_TRY IT_:
This exercise calls for an exact copy of the listing below.

_TASK MATERIAL_:
---
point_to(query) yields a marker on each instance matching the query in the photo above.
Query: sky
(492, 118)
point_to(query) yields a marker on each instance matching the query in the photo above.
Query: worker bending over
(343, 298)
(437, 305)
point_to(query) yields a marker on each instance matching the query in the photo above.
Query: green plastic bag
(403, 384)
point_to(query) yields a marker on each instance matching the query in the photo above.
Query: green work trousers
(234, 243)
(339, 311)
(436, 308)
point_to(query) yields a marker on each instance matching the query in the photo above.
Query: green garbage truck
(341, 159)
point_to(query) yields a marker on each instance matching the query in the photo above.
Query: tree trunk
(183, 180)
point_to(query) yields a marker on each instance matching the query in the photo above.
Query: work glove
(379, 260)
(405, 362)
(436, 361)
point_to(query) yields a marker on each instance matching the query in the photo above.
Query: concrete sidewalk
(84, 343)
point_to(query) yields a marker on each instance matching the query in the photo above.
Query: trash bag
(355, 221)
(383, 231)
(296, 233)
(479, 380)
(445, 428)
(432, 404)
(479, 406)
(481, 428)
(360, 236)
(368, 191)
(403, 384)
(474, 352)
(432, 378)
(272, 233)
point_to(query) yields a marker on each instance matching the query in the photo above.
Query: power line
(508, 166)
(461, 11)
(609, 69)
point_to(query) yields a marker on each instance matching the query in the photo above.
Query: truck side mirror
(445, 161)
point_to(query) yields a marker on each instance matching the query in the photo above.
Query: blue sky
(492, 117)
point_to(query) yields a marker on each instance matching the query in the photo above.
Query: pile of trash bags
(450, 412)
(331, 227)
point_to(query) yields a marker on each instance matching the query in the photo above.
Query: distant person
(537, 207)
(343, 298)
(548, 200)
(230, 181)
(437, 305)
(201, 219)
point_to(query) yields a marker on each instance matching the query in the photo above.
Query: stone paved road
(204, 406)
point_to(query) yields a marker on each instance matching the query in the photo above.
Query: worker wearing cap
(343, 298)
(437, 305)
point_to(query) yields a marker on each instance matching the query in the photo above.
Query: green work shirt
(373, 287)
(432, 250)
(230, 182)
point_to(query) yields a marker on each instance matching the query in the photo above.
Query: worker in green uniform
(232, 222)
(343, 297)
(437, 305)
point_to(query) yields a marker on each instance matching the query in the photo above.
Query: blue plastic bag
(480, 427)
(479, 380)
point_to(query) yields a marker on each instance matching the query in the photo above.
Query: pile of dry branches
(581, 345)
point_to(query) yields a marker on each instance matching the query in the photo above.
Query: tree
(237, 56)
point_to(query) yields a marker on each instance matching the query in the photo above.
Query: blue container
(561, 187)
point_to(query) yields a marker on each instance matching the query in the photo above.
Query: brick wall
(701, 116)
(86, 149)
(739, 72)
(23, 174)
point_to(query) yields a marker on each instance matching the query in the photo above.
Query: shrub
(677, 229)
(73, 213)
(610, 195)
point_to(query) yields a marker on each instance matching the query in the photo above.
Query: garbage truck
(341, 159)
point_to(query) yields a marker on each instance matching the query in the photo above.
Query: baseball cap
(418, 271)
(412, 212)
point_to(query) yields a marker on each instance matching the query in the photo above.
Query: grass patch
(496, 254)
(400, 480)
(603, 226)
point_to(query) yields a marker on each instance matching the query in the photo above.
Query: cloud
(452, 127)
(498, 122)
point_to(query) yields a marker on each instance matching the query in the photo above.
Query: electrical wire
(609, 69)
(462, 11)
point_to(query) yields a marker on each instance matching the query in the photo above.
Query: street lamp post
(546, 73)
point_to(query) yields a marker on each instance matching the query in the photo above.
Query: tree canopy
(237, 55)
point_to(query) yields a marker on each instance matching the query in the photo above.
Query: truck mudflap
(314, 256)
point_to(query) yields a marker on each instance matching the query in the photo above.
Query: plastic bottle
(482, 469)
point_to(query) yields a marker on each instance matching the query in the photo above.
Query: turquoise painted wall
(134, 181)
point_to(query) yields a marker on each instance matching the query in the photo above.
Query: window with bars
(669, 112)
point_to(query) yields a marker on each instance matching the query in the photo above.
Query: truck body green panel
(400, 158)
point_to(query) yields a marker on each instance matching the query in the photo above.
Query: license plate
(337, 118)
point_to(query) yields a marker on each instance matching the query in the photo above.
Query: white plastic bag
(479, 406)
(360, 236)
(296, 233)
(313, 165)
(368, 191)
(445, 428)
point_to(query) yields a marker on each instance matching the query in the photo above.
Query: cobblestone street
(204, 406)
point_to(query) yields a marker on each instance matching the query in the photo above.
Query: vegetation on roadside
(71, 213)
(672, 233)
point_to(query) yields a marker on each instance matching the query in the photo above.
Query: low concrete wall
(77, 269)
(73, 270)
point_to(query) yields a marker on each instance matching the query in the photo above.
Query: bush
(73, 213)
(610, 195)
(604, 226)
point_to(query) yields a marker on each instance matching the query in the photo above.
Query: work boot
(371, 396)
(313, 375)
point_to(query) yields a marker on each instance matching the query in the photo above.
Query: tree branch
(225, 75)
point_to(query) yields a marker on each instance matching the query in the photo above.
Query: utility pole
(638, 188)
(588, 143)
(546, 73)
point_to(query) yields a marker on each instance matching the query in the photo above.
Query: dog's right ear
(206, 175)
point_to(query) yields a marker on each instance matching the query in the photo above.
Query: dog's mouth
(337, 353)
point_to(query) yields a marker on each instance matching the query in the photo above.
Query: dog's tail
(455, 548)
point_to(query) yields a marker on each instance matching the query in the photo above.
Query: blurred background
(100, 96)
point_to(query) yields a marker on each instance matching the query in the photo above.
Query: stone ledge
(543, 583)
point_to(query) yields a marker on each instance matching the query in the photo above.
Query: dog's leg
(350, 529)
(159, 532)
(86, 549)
---
_WRITTEN SOLUTION_:
point_to(query) yields a marker on each instance matching the query in the photo above.
Query: sky
(492, 118)
point_to(query) yields a marker on each instance matching the query in the photo above.
Query: worker bending over
(343, 298)
(437, 305)
point_to(query) yields a marker on each instance matching the query in the photo above.
Query: green plastic bag
(403, 384)
point_to(query) yields a marker on each instance matching the query in the photo above.
Query: green work trousers
(234, 243)
(339, 311)
(436, 308)
point_to(query) yields a marker on each instance matching the query in the photo above.
Query: green garbage truck
(341, 159)
point_to(query) yields a marker on each instance matching the query in the photo above.
Query: tree trunk
(183, 180)
point_to(query) yields a marker on each instance matching the query in the photo above.
Query: work glove
(379, 260)
(405, 362)
(436, 361)
point_to(query) yields a marker on each instance matching the query in the photo above.
Query: concrete sidewalk
(84, 343)
point_to(query) yields a marker on each instance matching the query in the photo above.
Query: trash bag
(355, 221)
(383, 231)
(296, 233)
(479, 380)
(445, 428)
(432, 404)
(479, 406)
(481, 428)
(360, 236)
(368, 191)
(403, 384)
(474, 352)
(432, 378)
(272, 233)
point_to(query) yields a marker on each instance matching the query in the photo above.
Query: power line
(508, 166)
(461, 11)
(609, 69)
point_to(query) yields a marker on each instance matching the query in the photo above.
Query: truck side mirror
(445, 161)
point_to(query) yields a marker on each instance matching the query in the photo above.
Query: blue sky
(492, 117)
point_to(query) yields a marker on each instance matching the query in the photo above.
Query: pile of trash bags
(450, 412)
(331, 227)
point_to(query) yields a marker on each instance matching the query in the photo above.
Query: distant person
(537, 207)
(343, 298)
(548, 200)
(230, 181)
(437, 305)
(201, 219)
point_to(query) yields a marker on each instance matching the query in the photo above.
Query: stone paved road
(204, 406)
point_to(query) yields a marker on each instance matching the query in the photo above.
Query: worker wearing cap
(343, 298)
(437, 305)
point_to(query) yields a marker on each instance matching the query in the photo above.
Query: green work shirt
(373, 287)
(432, 250)
(230, 182)
point_to(query) yields a marker on each instance matching the query in the photo above.
Query: worker in green uniform
(232, 222)
(343, 297)
(437, 305)
point_to(query) yields a marker on each instance matching the query in the photo above.
Query: blue plastic bag
(480, 427)
(479, 380)
point_to(query) yields a marker on each instance matching the query in the photo above.
Query: pile of dry branches
(581, 345)
point_to(query) yields a marker on each instance matching the query in the photo above.
Query: tree
(237, 56)
point_to(query) yields a marker on each instance matching the query in the photo above.
Query: blue container
(561, 187)
point_to(query) yields a marker on each instance matching the query in the photo above.
Query: brick wall
(701, 116)
(86, 149)
(739, 72)
(23, 174)
point_to(query) yields a marker on each instance matching the query in the photo above.
Query: shrub
(677, 229)
(73, 213)
(610, 195)
point_to(query) yields a marker on each instance matching the query in the photo above.
Query: garbage truck
(341, 159)
point_to(query) yields a marker on each instance matching the query in the photo above.
Query: baseball cap
(418, 271)
(412, 212)
point_to(query) yields a marker on each instance matching the query in the photo above.
Query: grass patch
(496, 254)
(400, 480)
(603, 226)
point_to(query) yields a marker on each instance matching the query in the photo above.
Query: cloud
(452, 127)
(498, 122)
point_to(query) yields a marker on each instance matching the query in the photo above.
Query: electrical wire
(609, 69)
(462, 11)
point_to(query) yields a marker on each instance matching the query in the photo above.
Query: street lamp post
(546, 73)
point_to(query) yields a marker on each instance matching the query in the photo above.
Query: tree canopy
(237, 55)
point_to(query) yields a marker on each instance matching the query in the photo above.
Query: truck mudflap
(314, 256)
point_to(query) yields a marker on each instance matching the query in the photo above.
Query: plastic bottle
(482, 469)
point_to(query) yields a marker on each instance matching the query in the photo above.
Query: turquoise painted wall
(134, 181)
point_to(query) yields a marker on each instance matching the query in the photo above.
Query: window with bars
(669, 112)
point_to(query) yields a marker on each instance matching the query in the photo above.
Query: truck body green panel
(400, 158)
point_to(query) yields a marker on each instance matching the query in the photo above.
Query: license plate
(337, 118)
point_to(query) yields a marker on each instance matching the query in the photo above.
Query: white plastic bag
(479, 406)
(360, 236)
(296, 233)
(313, 165)
(368, 191)
(445, 428)
point_to(query) yields a marker on each instance matching the query in the photo above.
Query: cobblestone street
(204, 406)
point_to(query) yields a marker on each instance matching the query in the photo above.
Query: vegetation on roadside
(71, 213)
(672, 233)
point_to(query) yields a marker on each instance matching the query in the photo above.
Query: low concrete wall
(77, 269)
(73, 270)
point_to(query) yields a marker on each instance matching the query in the photo above.
Query: bush
(73, 213)
(610, 195)
(604, 226)
point_to(query) yields a marker on each instance matching the query in the photo above.
Query: work boot
(371, 396)
(313, 375)
point_to(query) yields a marker on each instance matching the query in the photo above.
Query: tree branch
(225, 75)
point_to(query) yields a marker on each instance matching the query in the photo above.
Query: utility pole
(638, 188)
(588, 143)
(546, 73)
point_to(query) yields a marker on each instance matching the query in the photo above.
Query: dog's right ear
(206, 175)
point_to(query) yields a marker on each instance matching the query in the photo above.
Query: dog's mouth
(337, 353)
point_to(query) yields a marker on each instance matching the query in the photo above.
Query: dog's tail
(455, 548)
point_to(query) yields a marker on each instance matching the query in the photo above.
Query: blurred background
(100, 96)
point_to(query) yields a marker on each instance matching the query in the photo above.
Query: stone ledge
(543, 583)
point_to(query) yields a marker on each instance matching the query in the photo above.
Query: dog's leg
(350, 529)
(159, 532)
(86, 549)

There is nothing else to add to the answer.